This Guest Blog post comes from Brandon (Surviving My Past with Matt Pappas), who wanted to share his story about being a survivor of and recovering from childhood trauma. As you’ll see when you read through Brandon’s article, we can always use a little reminder and validation that this recovery thing is definitely a journey, and there is no timetable.
Regardless of how old we are, how long it’s been, there is work to be done to continue moving forward. Above all else, always remember that you are not alone in your struggles.
Trauma – “a deeply distressing or disturbing experience”
I was only 5 years old at the time but I can still vividly remember it to this day. I heard a lot of arguing, yelling, and noise coming from the master bedroom of my house. I walked into the hallway and I hear a phone thrown across the room through the master bedroom door.
I ran back outside to the kitchen crying, and trying to tell my brothers that something bad is happening. My cries were ignored and they continued to play Tony Hawks Pro Skater on the PlayStation. My mom appeared in tears, opened the garage and ran out of the house, my dad followed.
The next thing I know, I am sitting in my room with the police trying to calm me down while asking me a bunch of questions.
“Where were your brothers?”
“Who else was here?”
Tears in my eyes as I responded, in absolute shock and horror at what I had just witnessed moments earlier.
My Dad was going to jail.

— WHAT YOU ARE ASKED TO DO —
Continue the guest blog post about recovering from childhood trauma, starting right after "My Dad was going to jail."

(Region pointing data)
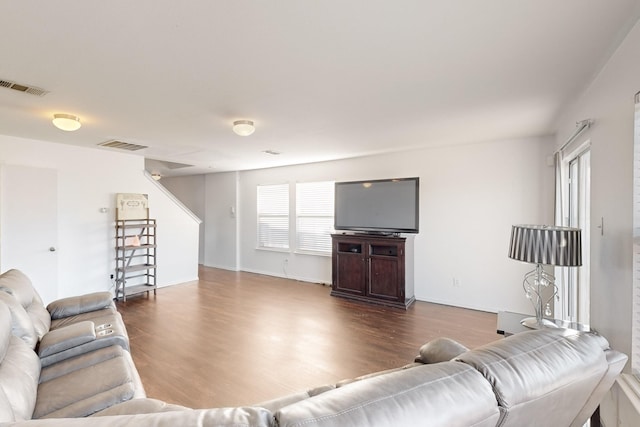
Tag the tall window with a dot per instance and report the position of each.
(273, 216)
(314, 216)
(635, 333)
(573, 192)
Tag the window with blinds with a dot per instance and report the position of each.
(635, 337)
(314, 216)
(273, 216)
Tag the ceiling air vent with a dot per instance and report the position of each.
(23, 88)
(122, 145)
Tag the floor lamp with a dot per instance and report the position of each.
(544, 245)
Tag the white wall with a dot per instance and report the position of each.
(221, 221)
(89, 179)
(190, 190)
(470, 197)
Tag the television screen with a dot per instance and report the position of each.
(384, 205)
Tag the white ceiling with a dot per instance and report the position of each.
(322, 79)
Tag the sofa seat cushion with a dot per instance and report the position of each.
(82, 337)
(541, 372)
(87, 385)
(439, 395)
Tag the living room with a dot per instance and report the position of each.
(471, 194)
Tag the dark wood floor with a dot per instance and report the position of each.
(235, 338)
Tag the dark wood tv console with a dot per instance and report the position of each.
(372, 268)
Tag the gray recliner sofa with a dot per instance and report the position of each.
(66, 327)
(551, 377)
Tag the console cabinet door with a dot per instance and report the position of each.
(350, 274)
(383, 278)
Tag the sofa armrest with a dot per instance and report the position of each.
(70, 336)
(440, 350)
(73, 306)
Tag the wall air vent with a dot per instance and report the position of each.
(122, 145)
(23, 88)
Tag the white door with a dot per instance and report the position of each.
(29, 225)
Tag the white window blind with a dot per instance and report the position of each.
(635, 338)
(314, 216)
(273, 216)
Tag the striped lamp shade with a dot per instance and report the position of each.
(544, 244)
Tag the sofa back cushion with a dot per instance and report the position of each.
(21, 324)
(19, 373)
(547, 375)
(445, 394)
(18, 284)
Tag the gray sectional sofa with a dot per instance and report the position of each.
(551, 377)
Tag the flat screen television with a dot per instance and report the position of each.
(386, 206)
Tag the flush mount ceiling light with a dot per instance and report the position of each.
(66, 122)
(243, 127)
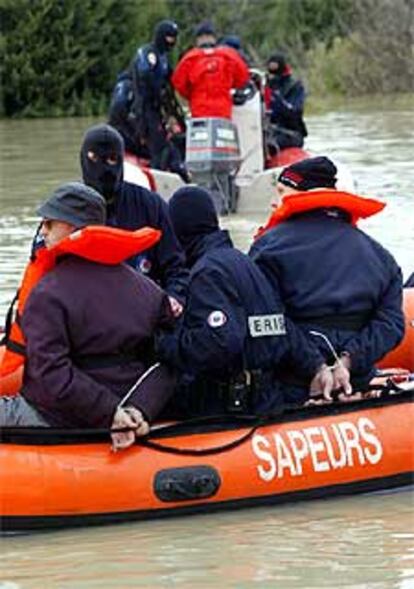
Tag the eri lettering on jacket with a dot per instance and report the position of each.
(336, 446)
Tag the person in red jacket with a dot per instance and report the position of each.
(207, 73)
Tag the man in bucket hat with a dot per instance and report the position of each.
(88, 325)
(340, 286)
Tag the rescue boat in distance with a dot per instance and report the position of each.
(53, 478)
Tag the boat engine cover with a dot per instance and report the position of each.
(186, 483)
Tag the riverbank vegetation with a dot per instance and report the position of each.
(61, 57)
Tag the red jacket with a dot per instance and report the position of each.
(205, 78)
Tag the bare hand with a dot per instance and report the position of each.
(342, 378)
(122, 440)
(176, 307)
(142, 426)
(128, 417)
(322, 383)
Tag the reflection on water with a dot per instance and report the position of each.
(361, 543)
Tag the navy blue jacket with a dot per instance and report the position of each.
(410, 281)
(325, 267)
(287, 104)
(137, 207)
(213, 338)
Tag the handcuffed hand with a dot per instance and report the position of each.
(176, 307)
(342, 378)
(322, 383)
(128, 417)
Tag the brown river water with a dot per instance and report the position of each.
(361, 542)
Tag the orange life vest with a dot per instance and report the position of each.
(358, 207)
(104, 245)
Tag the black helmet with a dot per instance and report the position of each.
(164, 29)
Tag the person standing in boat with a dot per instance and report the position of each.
(151, 73)
(207, 73)
(342, 288)
(130, 207)
(284, 98)
(81, 335)
(233, 332)
(122, 117)
(410, 281)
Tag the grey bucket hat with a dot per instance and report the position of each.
(75, 203)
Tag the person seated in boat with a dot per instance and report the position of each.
(86, 330)
(410, 282)
(151, 73)
(341, 287)
(129, 206)
(233, 332)
(206, 74)
(284, 98)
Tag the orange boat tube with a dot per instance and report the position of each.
(51, 478)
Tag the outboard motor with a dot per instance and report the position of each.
(213, 158)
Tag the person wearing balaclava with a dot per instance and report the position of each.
(206, 74)
(341, 287)
(233, 332)
(151, 73)
(130, 206)
(284, 98)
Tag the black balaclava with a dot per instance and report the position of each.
(193, 215)
(274, 78)
(205, 28)
(105, 142)
(232, 41)
(315, 172)
(164, 29)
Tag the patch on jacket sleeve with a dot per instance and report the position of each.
(152, 58)
(217, 318)
(145, 265)
(262, 325)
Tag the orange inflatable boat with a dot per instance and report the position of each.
(55, 478)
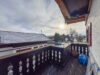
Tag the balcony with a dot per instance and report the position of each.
(48, 60)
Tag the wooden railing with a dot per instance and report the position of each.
(80, 48)
(27, 63)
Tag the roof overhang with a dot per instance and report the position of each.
(74, 10)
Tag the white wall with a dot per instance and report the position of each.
(94, 18)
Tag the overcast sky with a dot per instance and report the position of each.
(34, 16)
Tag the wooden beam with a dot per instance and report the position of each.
(63, 8)
(74, 20)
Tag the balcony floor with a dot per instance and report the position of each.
(71, 67)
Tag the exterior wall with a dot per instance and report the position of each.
(94, 18)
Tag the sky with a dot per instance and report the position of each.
(35, 16)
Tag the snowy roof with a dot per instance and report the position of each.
(17, 37)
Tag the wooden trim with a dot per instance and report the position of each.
(89, 6)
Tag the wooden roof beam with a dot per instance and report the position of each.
(62, 8)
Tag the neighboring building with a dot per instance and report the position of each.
(19, 37)
(12, 42)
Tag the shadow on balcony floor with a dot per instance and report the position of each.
(71, 67)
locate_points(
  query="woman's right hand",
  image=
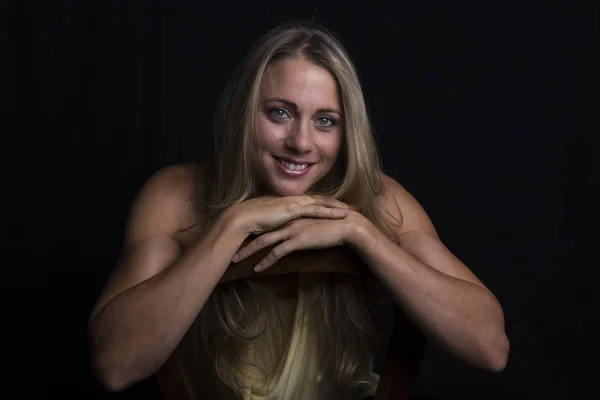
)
(267, 213)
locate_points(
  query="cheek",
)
(333, 146)
(268, 133)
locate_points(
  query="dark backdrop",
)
(486, 111)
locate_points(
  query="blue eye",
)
(277, 113)
(325, 122)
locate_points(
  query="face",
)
(299, 126)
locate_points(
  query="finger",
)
(325, 201)
(314, 211)
(275, 255)
(263, 241)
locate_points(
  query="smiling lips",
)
(291, 169)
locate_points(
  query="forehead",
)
(301, 82)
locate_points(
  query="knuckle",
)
(262, 240)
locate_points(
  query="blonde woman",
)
(295, 172)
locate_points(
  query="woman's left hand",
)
(300, 234)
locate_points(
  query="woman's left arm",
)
(434, 288)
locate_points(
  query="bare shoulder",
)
(398, 203)
(167, 203)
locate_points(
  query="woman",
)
(295, 169)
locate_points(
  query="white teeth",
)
(293, 167)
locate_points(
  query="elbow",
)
(110, 378)
(496, 355)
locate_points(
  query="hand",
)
(300, 234)
(267, 213)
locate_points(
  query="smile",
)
(291, 169)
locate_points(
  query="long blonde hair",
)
(239, 312)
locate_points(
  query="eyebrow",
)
(293, 105)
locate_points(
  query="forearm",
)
(137, 331)
(461, 316)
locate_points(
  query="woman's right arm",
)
(155, 291)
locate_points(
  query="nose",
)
(299, 138)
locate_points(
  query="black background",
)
(487, 112)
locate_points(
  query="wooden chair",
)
(404, 352)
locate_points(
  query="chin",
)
(296, 189)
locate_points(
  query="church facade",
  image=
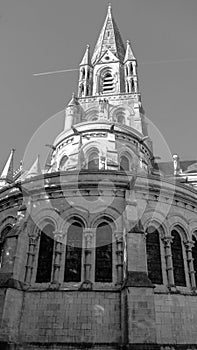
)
(98, 250)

— TASK RESULT —
I remember waking up at my grandparent’s house the next morning. I was only a 5-year-old kid… I had no idea how to react. I was in kindergarten at the time and I still had to go to school. My teacher was in front of the class teaching as I sat in the room sobbing. The teacher asked me what was wrong — and I told her everything that happened.
I was sent home by the school. That night, my relatives came into my room and one-by-one they spoke to me. They told me how bad I was for telling the school and that the family was publicly humiliated. I laid in the room crying– brimming of shame and guilt. The next day at school, I did not talk to anybody.
18 Years Later
It wasn’t until being in therapy in college, I realized just how big of an impact that night had on my life. I went from an audacious, and social kid– to growing up as a withheld, quiet, and introverted kid. Hardly speaking much in middle school or high school and even in parts of college. At the time, I thought it was just– how I was.
I harbored a lot of abandonment issues from that night. I became scared to truly express myself wholeheartedly because I was terrified of being deserted or cast off. I felt like I had to change myself and be a chameleon to be liked and loved by others.
I became a “nice guy”– as coined by the world renown therapist, Dr. Robert Glover.
I am not saying being a “nice guy” is bad. All I am saying is that my beliefs and paradigms of how I view the world, oftentimes, prohibit me from getting my own needs met.
- A guy who always gives at the expense of his own needs.
- A guy who avoids confrontations and avoids making people mad.
- A guy who thinks if he has to do everything absolutely right.
- A guy who feels uncomfortable receiving gifts and kind gestures from other people.
- A guy who seeks approval from others all because he doesn’t want to be…abandoned.
Uncovering all these truths about myself was a long and arduous process. Discovering these things made me feel extremely uncomfortable. That incident lodged an ineffective road map on how to navigate through life into my head.
I would love to write about how I dedicated my days to overcome this problem and how I finally overcame it!……but I cannot.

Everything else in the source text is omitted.